> [Challenges]
A) In the candied jalapeno text, which pepper has been the writer's favorite in the last few years?
B) Rewrite the candied jalapeno text from "My favorite in" up to and including "the right balance.", swapping "Jalafuego Pepper" for "Early Jalapeno".

> [Document passage]
We’re huge fans of pickled jalapenos. We make them every year, and my husband puts them on just about everything. But for me? I like ’em sweet, and this candied jalapeno recipe is the one I reach for more often. It’s sweet, spicy, and delicious smeared over cream cheese.
This recipe is super easy, even for a beginner canner, and a great way to preserve and store an overstock of fresh ripe jalapenos!
How To Make The Best Cowboy Candy you Ever Ate!
There are a few things to consider when you start this recipe.
The number one thing is you need to start with fresh jalapenos to ensure a perfect texture in your final canning product. If you begin with mushy, old, dried jalapenos, that texture will find its way into your cowboy candy.
I also find that if you start with old jalapenos or peppers that are just past their best, it will also impart a not-so-great taste in your candied jalapenos.
If you can grow your own, I highly recommend it. I’ve grown hot peppers in the Canadian north for years, so If I can grow them outdoors in a short season, I feel like anyone can.
My favorite in the last few years has been the Jalafuego Pepper. It is slightly spicier than your average jalapeno but grows up to 6 inches. These peppers have a great crisp, firm texture, which translates into candied jalapenos that hold their shape.
Canning peppers Safely
You must follow the candied jalapeno recipe as written. I’ve made a few adaptations for this recipe as far as taste goes, but the recipe ratios are safe for water bath canning. You do not want to skip the bath step. I’ve adapted my recipe from Ball’s Cowboy Candy recipe. Although I liked their texture, I felt the peppers needed a bit more flavor, so I upped the ante on add-ins, eventually landing on a spice blend that my husband and I both felt was the right balance.

Dataset records
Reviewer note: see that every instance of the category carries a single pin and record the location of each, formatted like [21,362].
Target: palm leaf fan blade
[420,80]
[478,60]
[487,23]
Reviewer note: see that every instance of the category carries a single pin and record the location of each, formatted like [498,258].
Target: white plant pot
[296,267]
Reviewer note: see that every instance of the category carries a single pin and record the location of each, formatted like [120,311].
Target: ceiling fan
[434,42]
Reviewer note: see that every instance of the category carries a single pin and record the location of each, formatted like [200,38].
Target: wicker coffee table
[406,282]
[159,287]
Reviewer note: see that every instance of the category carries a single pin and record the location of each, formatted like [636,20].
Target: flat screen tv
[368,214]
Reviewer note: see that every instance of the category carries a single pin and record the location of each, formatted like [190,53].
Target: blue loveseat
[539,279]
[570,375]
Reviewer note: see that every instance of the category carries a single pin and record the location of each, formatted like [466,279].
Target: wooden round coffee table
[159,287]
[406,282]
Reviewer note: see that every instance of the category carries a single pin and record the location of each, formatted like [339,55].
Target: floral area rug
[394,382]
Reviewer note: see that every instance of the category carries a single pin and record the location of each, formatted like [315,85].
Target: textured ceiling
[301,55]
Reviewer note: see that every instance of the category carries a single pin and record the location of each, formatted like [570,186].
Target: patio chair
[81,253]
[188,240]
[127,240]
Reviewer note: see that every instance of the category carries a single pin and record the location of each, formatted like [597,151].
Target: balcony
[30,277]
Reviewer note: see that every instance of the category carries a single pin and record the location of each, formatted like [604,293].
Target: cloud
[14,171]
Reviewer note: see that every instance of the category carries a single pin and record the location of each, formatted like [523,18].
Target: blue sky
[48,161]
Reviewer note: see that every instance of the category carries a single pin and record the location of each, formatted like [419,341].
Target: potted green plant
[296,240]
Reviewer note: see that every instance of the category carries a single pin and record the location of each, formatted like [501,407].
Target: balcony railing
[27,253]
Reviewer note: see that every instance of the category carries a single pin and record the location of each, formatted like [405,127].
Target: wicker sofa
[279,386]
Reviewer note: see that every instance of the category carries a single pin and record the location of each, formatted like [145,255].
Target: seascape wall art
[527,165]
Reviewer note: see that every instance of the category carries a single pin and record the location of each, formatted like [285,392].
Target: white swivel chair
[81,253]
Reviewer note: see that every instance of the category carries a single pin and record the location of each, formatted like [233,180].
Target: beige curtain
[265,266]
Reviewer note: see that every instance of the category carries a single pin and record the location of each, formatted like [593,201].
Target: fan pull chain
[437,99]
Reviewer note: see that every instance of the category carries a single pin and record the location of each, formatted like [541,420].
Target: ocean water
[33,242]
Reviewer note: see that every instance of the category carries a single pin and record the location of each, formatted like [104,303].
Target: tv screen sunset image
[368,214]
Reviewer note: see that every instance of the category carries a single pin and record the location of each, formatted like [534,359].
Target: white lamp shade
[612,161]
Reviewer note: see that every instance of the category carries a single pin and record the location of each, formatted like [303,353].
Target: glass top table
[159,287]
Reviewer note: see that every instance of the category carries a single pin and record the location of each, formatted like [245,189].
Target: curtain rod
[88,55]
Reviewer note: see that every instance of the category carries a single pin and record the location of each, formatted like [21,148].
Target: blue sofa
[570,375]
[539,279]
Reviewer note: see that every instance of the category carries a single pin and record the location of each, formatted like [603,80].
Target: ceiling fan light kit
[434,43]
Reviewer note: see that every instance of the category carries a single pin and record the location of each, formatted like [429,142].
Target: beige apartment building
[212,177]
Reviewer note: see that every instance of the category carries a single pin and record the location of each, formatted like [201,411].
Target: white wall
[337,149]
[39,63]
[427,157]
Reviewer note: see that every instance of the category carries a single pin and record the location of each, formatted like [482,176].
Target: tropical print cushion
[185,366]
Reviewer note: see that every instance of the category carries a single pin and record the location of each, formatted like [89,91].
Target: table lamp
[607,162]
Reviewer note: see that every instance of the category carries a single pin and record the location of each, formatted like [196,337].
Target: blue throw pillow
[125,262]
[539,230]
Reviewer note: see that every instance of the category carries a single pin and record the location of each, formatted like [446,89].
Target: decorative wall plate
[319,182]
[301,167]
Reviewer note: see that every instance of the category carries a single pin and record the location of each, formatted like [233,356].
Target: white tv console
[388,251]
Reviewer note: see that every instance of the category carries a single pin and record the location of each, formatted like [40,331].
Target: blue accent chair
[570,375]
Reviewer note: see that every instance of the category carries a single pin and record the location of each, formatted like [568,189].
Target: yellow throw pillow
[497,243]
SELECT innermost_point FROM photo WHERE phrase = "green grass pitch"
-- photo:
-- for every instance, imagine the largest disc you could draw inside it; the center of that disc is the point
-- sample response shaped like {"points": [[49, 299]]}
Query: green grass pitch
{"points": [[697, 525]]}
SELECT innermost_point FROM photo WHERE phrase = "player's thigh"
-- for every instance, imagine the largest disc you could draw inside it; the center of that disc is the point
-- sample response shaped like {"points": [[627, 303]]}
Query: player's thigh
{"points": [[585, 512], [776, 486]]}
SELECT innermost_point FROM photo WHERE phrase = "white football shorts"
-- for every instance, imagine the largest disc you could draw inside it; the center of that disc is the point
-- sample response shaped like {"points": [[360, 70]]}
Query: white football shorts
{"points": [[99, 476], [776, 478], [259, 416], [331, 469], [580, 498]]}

> [Results for each task]
A) The Jalafuego Pepper.

B)
My favorite in the last few years has been the Early Jalapeno. It is slightly spicier than your average jalapeno but grows up to 6 inches. These peppers have a great crisp, firm texture, which translates into candied jalapenos that hold their shape.
Canning peppers Safely
You must follow the candied jalapeno recipe as written. I’ve made a few adaptations for this recipe as far as taste goes, but the recipe ratios are safe for water bath canning. You do not want to skip the bath step. I’ve adapted my recipe from Ball’s Cowboy Candy recipe. Although I liked their texture, I felt the peppers needed a bit more flavor, so I upped the ante on add-ins, eventually landing on a spice blend that my husband and I both felt was the right balance.